▶ Data records:
########################################

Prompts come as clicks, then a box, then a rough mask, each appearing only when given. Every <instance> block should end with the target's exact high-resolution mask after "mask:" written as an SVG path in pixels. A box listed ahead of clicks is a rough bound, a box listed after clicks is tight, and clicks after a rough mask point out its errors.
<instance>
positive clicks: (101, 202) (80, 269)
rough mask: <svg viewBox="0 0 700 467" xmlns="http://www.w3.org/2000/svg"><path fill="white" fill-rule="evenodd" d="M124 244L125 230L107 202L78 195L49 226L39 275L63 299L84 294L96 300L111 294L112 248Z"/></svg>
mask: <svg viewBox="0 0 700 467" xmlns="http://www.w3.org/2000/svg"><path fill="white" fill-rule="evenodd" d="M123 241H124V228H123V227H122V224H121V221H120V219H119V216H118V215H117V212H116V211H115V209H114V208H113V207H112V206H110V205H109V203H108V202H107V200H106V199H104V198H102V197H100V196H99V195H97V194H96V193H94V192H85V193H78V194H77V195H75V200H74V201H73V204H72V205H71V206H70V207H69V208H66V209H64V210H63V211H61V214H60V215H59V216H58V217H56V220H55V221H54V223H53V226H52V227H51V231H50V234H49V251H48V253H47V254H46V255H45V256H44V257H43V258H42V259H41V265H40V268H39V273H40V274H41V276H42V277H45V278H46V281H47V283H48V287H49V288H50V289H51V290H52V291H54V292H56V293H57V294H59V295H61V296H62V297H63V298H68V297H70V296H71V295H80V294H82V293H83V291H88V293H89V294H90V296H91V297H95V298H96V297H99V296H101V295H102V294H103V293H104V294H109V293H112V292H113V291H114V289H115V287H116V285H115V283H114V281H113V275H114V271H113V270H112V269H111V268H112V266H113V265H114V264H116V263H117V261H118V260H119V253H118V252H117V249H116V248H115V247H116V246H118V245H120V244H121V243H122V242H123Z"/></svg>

########################################

▶ Your instructions:
Please write the listing out again, matching each line exactly.

▶ Exercise output:
Prompts come as clicks, then a box, then a rough mask, each appearing only when given. Every <instance> block should end with the target's exact high-resolution mask after "mask:" written as an SVG path in pixels. A box listed ahead of clicks is a rough bound, a box listed after clicks is tight, and clicks after a rough mask point out its errors.
<instance>
positive clicks: (101, 202) (80, 269)
rough mask: <svg viewBox="0 0 700 467" xmlns="http://www.w3.org/2000/svg"><path fill="white" fill-rule="evenodd" d="M124 244L125 230L107 202L78 195L49 226L39 275L63 299L84 294L96 300L111 294L112 248Z"/></svg>
mask: <svg viewBox="0 0 700 467" xmlns="http://www.w3.org/2000/svg"><path fill="white" fill-rule="evenodd" d="M123 241H124V228H123V227H122V224H121V221H120V219H119V216H118V215H117V212H116V211H115V209H114V208H113V207H112V206H110V205H109V203H108V202H107V200H106V199H104V198H102V197H100V196H99V195H97V194H96V193H94V192H85V193H78V194H77V195H75V200H74V201H73V204H72V205H71V206H70V207H69V208H66V209H64V210H63V211H61V214H60V215H59V216H58V217H56V220H55V221H54V223H53V226H52V227H51V231H50V234H49V251H48V253H47V254H46V255H45V256H44V257H43V258H42V259H41V265H40V268H39V273H40V274H41V276H42V277H45V278H46V281H47V283H48V287H49V288H50V289H51V290H52V291H54V292H56V293H57V294H59V295H61V296H62V297H63V298H68V297H70V296H71V295H80V294H82V293H83V291H88V293H89V294H90V296H91V297H95V298H96V297H99V296H101V295H102V294H103V293H104V294H109V293H112V292H113V291H114V289H115V287H116V285H115V283H114V281H113V275H114V271H113V270H112V269H111V268H112V266H113V265H114V264H116V263H117V261H118V260H119V253H118V252H117V249H116V248H115V247H116V246H118V245H120V244H121V243H122V242H123Z"/></svg>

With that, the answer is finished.